Przygotowujemy się do przeżycia Wielkiego Piątku.
WIEKI PIĄTEK
ODKRYJ TAJEMNICĘ: To dzień
męki i śmierci Chrystusa. Kościół rozmyśla nad męką swojego Pana i Oblubieńca,
adoruje krzyż, wstawia się do Boga za zbawienie całego świata. Chrześcijanie zachowują
post (tylko jeden posiłek do syta) i wstrzemięźliwość od pokarmów mięsnych.
Według dawnej tradycji Kościoła, tego dnia nie sprawuje się Eucharystii. W
kościołach odbywają się nabożeństwa Drogi Krzyżowej. Nie powinny one jednak
przesłonić najważniejszej celebracji. Centralnym momentem dnia jest Liturgia
Męki Pańskiej, która powinna rozpocząć się o godzinie śmierci Chrystusa,
czyli o godz. 15.00. Ze względów praktycznych sprawuje się ją zwykle wieczorem.
Liturgia zaprasza nas do rozważenia biblijnego opisu męki Pańskiej, a następnie
do adoracji i uczczenia krzyża świętego. Akcent pada nie na poniżenie czy
fizyczne cierpienie, ale na zwycięstwo Chrystusa, pokonującego grzech i śmierć
mocą swojej ofiary. Czcimy krzyż jako znak zwycięstwa, znak mojego zbawienia.
Pobożność ludowa zatrzymuje się na cierpiącym człowieczeństwie Chrystusa, co
bardziej może przemawia do uczuć. Jednak wizja liturgiczna oparta na słowie
Bożym jest pełniejsza, głębsza i powinna znaleźć się w centrum naszej
pobożności. Mówimy nie przypadkiem o chwalebnej męce i śmierci Chrystusa.

· · · ·

■ Czego potrzeba: Proszę przepisać bez zmian fragment tekstu o Wielkim Piątku, który leży między słowami „Liturgia zaprasza nas” a „męce i śmierci Chrystusa.”, łącznie z nimi.

■ Fragment zbioru danych:
· · · ·

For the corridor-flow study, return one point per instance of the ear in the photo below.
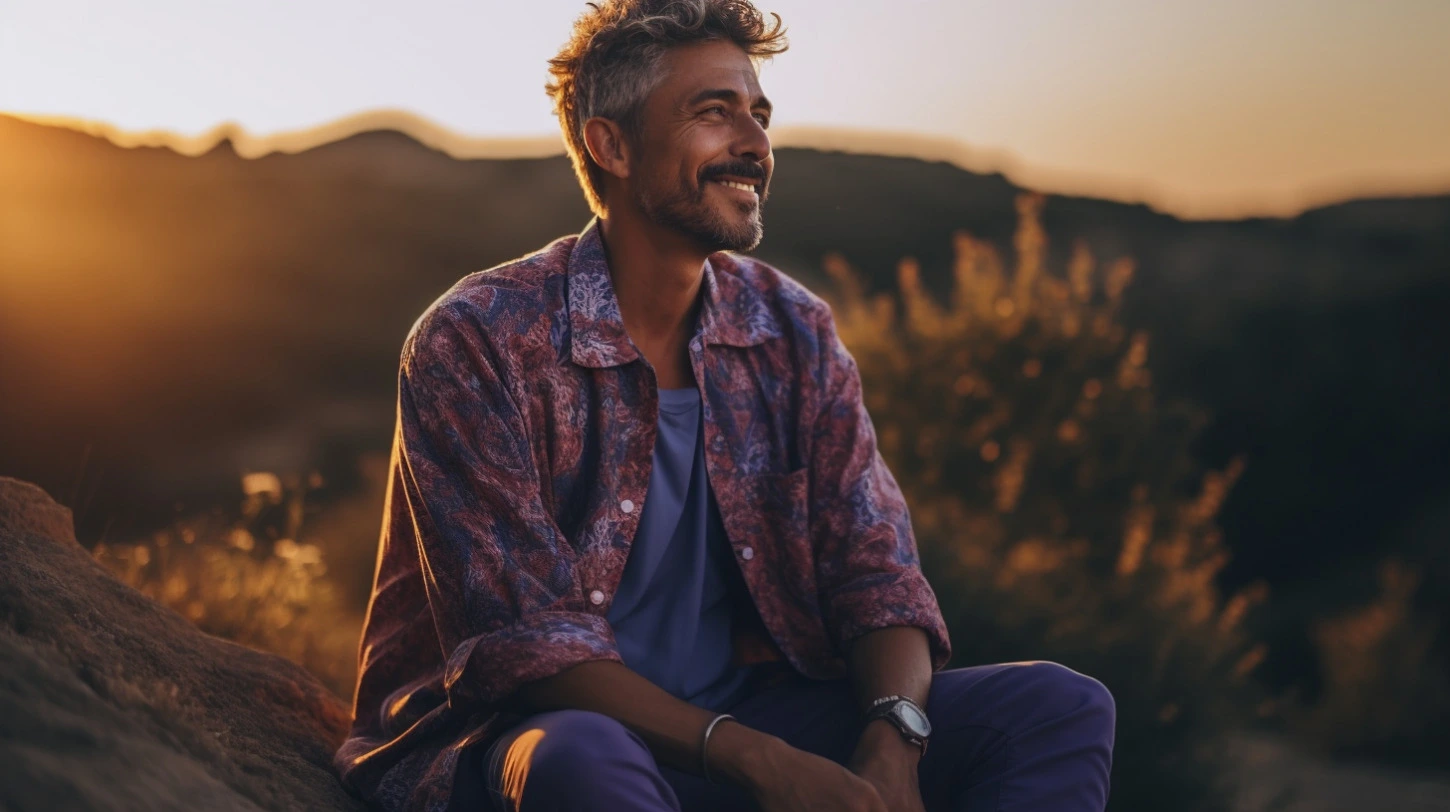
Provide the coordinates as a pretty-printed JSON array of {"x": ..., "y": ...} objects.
[{"x": 608, "y": 147}]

· · · ·

■ Odpowiedź poniżej:
Liturgia zaprasza nas do rozważenia biblijnego opisu męki Pańskiej, a następnie
do adoracji i uczczenia krzyża świętego. Akcent pada nie na poniżenie czy
fizyczne cierpienie, ale na zwycięstwo Chrystusa, pokonującego grzech i śmierć
mocą swojej ofiary. Czcimy krzyż jako znak zwycięstwa, znak mojego zbawienia.
Pobożność ludowa zatrzymuje się na cierpiącym człowieczeństwie Chrystusa, co
bardziej może przemawia do uczuć. Jednak wizja liturgiczna oparta na słowie
Bożym jest pełniejsza, głębsza i powinna znaleźć się w centrum naszej
pobożności. Mówimy nie przypadkiem o chwalebnej męce i śmierci Chrystusa.